● RECORDS FOR THE EXERCISE

# # #

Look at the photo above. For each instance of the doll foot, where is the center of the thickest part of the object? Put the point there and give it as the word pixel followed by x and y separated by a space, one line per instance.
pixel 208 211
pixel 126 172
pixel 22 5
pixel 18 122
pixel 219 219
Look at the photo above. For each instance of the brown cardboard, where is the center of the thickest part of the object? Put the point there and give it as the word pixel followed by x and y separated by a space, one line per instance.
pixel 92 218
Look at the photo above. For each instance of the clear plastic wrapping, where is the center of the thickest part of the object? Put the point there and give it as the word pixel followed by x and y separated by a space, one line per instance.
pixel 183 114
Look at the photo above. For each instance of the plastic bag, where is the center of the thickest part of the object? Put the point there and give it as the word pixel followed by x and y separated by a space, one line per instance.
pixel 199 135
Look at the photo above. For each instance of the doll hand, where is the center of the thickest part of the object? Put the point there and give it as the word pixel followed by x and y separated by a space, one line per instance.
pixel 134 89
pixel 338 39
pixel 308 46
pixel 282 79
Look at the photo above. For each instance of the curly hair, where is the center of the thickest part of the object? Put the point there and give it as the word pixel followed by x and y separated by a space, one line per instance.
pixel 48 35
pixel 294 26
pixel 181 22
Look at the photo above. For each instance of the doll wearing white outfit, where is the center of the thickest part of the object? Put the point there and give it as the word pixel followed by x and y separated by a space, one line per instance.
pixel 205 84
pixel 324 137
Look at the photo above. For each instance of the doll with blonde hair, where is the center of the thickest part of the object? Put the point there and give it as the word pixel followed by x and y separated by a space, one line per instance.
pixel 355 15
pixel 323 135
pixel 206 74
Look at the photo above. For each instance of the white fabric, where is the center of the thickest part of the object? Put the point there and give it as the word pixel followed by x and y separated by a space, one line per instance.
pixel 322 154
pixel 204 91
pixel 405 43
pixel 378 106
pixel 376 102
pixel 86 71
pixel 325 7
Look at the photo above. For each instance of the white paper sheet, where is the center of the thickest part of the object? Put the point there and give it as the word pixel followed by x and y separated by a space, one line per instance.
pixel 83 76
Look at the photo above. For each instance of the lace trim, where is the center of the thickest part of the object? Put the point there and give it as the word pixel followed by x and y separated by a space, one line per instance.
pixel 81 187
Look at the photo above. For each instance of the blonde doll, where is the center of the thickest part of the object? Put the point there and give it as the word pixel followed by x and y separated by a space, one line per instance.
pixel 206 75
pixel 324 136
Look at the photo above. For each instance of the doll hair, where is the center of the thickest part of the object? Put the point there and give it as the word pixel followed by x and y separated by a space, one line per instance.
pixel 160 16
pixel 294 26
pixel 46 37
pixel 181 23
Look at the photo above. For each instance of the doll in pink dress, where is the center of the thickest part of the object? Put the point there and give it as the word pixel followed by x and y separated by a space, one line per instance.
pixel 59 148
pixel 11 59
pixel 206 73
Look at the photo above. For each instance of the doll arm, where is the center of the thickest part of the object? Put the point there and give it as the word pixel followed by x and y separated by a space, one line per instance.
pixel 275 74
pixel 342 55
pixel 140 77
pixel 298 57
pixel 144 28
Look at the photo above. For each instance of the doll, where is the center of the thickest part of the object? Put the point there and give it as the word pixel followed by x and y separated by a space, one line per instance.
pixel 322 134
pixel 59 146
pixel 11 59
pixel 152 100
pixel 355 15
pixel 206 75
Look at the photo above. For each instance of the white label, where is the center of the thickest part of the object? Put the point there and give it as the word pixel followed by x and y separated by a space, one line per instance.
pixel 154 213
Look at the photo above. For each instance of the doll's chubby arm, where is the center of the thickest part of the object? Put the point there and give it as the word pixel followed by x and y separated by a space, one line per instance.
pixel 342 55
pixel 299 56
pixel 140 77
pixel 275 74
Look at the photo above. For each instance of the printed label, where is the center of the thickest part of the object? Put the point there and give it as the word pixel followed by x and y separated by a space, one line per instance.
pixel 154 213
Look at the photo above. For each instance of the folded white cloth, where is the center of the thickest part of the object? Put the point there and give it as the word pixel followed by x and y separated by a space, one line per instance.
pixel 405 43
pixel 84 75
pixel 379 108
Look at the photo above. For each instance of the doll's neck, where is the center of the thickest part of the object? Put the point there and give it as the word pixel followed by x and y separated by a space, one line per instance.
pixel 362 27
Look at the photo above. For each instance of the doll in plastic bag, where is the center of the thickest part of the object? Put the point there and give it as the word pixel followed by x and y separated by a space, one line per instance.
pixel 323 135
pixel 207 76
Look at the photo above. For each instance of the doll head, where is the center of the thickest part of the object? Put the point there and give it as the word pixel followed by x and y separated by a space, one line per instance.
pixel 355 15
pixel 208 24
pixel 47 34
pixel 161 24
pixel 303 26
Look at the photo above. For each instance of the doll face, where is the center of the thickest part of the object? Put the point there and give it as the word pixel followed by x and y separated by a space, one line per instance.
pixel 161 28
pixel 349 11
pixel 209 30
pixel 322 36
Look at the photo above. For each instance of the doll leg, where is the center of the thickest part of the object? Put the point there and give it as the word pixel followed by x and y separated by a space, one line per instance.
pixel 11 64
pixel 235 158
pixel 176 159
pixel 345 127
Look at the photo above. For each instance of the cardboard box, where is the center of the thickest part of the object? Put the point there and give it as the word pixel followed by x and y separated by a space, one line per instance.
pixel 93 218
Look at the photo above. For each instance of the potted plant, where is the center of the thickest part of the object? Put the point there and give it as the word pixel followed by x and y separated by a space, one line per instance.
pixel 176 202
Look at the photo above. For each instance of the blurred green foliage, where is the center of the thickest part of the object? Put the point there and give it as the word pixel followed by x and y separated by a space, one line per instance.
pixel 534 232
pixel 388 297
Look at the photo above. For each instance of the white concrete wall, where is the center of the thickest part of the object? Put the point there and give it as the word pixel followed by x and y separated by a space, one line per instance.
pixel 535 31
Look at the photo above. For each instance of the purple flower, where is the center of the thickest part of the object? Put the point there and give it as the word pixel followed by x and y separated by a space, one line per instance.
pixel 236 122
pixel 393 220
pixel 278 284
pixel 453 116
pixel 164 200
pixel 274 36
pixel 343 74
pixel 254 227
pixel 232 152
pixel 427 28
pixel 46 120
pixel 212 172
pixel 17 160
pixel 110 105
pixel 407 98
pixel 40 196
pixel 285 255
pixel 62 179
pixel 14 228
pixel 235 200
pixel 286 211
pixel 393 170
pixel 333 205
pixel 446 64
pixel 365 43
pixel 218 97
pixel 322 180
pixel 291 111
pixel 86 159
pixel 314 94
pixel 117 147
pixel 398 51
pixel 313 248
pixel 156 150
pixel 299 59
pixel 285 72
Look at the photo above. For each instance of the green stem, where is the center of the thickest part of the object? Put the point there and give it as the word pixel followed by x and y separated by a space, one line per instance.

# # #

● DIRECTIONS FOR THIS TASK
The answer must be a word-for-word reproduction of every record above.

● THE ANSWER
Look at the photo above. For each instance of the doll foot, where is the center of the thickest part of the object? Put the point there and give it as the word pixel followed by x and y separated by a space, one line per instance.
pixel 208 211
pixel 126 172
pixel 22 5
pixel 18 122
pixel 219 219
Look at the photo above. For each instance of the brown cardboard, where is the center of the thickest part of the object? Put the point there and give it as the word pixel followed by x and y separated by a space, one line per instance.
pixel 92 218
Look at the photo above. For each instance of the clear plastic wrapping, where is the center of the thickest part of the object? Put the point there and give it as the word pixel followed by x and y separated by a space, one line per instance.
pixel 183 114
Look at the photo above. For each instance of the plastic bag, where is the center of the thickest part of the object? Put the point there and give it as the word pixel followed by x and y separated by a space, one line per instance.
pixel 199 135
Look at the photo above. For each instance of the doll hand, where is the center of the thickest part of the object? Put the point there and give it as the word pixel followed by x and y separated by a space, one line per instance.
pixel 134 89
pixel 338 39
pixel 308 46
pixel 282 79
Look at the photo above. For each instance of the curly hair, where is the center of the thickest part of the object? Put the point there and give it as the word pixel followed by x and y separated by a space, one line per instance.
pixel 48 35
pixel 294 26
pixel 181 22
Look at the photo above. For each instance of the doll wearing white outfit, where is the center of the thickest part of the object? Put the point there and give it as the word pixel followed by x and y separated by a space, one line per instance.
pixel 205 84
pixel 324 137
Look at the photo above. For each instance of the doll with blonde hair, where is the center of the thickest part of the object? Put the point there and give it as the word pixel followed by x and y separated by a space, one line per instance.
pixel 355 15
pixel 323 135
pixel 206 74
Look at the photo above. For each instance of the white fabric, where is the center of the thickest part of the object? Put the point there and give it as the word pixel followed by x and y separated by a space, one line per instance.
pixel 322 154
pixel 204 91
pixel 405 43
pixel 378 106
pixel 376 102
pixel 86 71
pixel 325 7
Look at the photo above. For each instance of the white paper sheet, where is the center of the thickest part of the object? Put the point there and give it as the word pixel followed by x and y separated by a space, one line per instance.
pixel 83 76
Look at the photo above. For each instance of the lace trim, where is the center of the thickest part of the object? Put the point there and give it as the word pixel followed by x and y separated by a space, one line per instance.
pixel 81 187
Look at the photo above. For each instance of the blonde doll, where is the center of the thickest part of the object? Put the point there and give it as the word pixel followed by x and y separated by a space, one line per instance.
pixel 206 75
pixel 324 136
Look at the photo above. For each instance of the doll hair, where is the center of the thickest part of the object? Put the point there and give it as the word pixel followed by x and y separated by a space, one line per instance.
pixel 160 16
pixel 294 26
pixel 46 37
pixel 181 23
Look at the photo above. For each instance of the doll in pink dress, where is the center of the thickest part of the object? Put the point there and give it as the word pixel followed by x and y separated by a space, one line per instance.
pixel 59 148
pixel 11 59
pixel 206 73
Look at the photo above. For each instance of the doll arm, where is the center of the thickest part of the object? Put the point there and give it as the word pixel followed by x and y separated by a space, one line per instance.
pixel 275 74
pixel 342 55
pixel 140 77
pixel 298 57
pixel 144 28
Look at the photo above. For each instance of the doll, where is the center of the thickest part of the object? Put the point there and give it as the word pixel followed by x and y separated by a space, one line per instance.
pixel 322 134
pixel 59 146
pixel 11 59
pixel 152 100
pixel 355 15
pixel 206 75
Look at the photo above. For each instance of the white label, where is the center of the thickest part of the object? Put the point there and give it as the word pixel followed by x and y separated by a space, one line per instance.
pixel 154 213
Look at the photo above. For each instance of the doll's chubby arm, where is the center of the thickest part of the object? Put the point there and give it as the word pixel followed by x and y separated by a space, one line per instance.
pixel 342 55
pixel 299 56
pixel 140 77
pixel 275 74
Look at the photo above. For each instance of the printed label, where is the center of the thickest part of the object? Put the point there and give it as the word pixel followed by x and y separated by a space, one line per instance.
pixel 154 213
Look at the photo above. For each instance of the folded white cloth, where is the center of the thickest part of the object? Put the point there and give it as the word pixel followed by x and y separated by a space, one line per instance.
pixel 405 43
pixel 84 75
pixel 379 108
Look at the photo above. For each instance of the doll's neck, where is the center of the thickest part of the object? Put the point there and give it as the word pixel followed by x and y separated by a space, one line per instance.
pixel 362 27
Look at the photo above. For each instance of the doll in plastic bag, where is the center of the thickest part of the object? Put the point there and give it as the word pixel followed by x and y separated by a space, one line per instance.
pixel 323 135
pixel 207 76
Look at the photo above. For each instance of the doll head, where is the center of the thickest part of the object? Put the point there and give it as the word pixel followed by x and y separated by a space, one line per instance.
pixel 355 15
pixel 208 24
pixel 47 34
pixel 161 24
pixel 303 26
Look at the photo above. For each instance of the doll face, where is the center of the thickest part of the object? Put the point there and give it as the word pixel followed by x and y separated by a space, one line per instance.
pixel 161 28
pixel 349 11
pixel 209 30
pixel 322 36
Look at the photo above. For each instance of the doll leg, where is the center of the thickest part of the object? Put the point there and give it as the word pixel followed by x and y separated by a space, one line per instance.
pixel 11 64
pixel 235 158
pixel 176 159
pixel 345 127
Look at the photo above. For each instance of the cardboard box, where is the center of the thickest part of the object? Put the point there and give it as the word pixel followed by x and y separated by a space, one line per instance.
pixel 93 218
Look at the photo above. For each instance of the potted plant, where is the center of the thickest part of the object? Put the point there and give it as the word pixel followed by x and y separated by a space, one line per instance.
pixel 176 202
Look at the photo above. For each instance of the blurred green foliage, where is the center of the thickest part of the object? Put the point there and give it as the word pixel followed by x and y separated by a space, one line per instance.
pixel 534 232
pixel 388 297
Look at the photo above. For each instance of the white concrete wall, where is the center of the thickest part of the object? Put the point there and give it as the word pixel followed by x and y separated by a space, one line per instance.
pixel 535 31
Look at the photo above. For each instance of the purple flower, where is the center of the thickest part of the object? Put the point there and give it as the word pixel followed by x and y separated by a space, one line per instance.
pixel 236 122
pixel 393 220
pixel 278 284
pixel 453 116
pixel 164 200
pixel 274 36
pixel 343 74
pixel 254 227
pixel 232 152
pixel 427 28
pixel 46 120
pixel 212 172
pixel 17 160
pixel 110 105
pixel 407 98
pixel 40 196
pixel 285 255
pixel 62 179
pixel 14 228
pixel 235 200
pixel 286 211
pixel 393 170
pixel 333 205
pixel 446 64
pixel 365 43
pixel 218 97
pixel 322 180
pixel 291 111
pixel 86 159
pixel 314 94
pixel 117 147
pixel 398 51
pixel 313 248
pixel 156 150
pixel 299 59
pixel 285 72
Look at the photo above. For each instance of the green stem, where is the center of the thickest part of the object? Put the point there and give it as the word pixel followed by x and y separated by a space, one line per instance.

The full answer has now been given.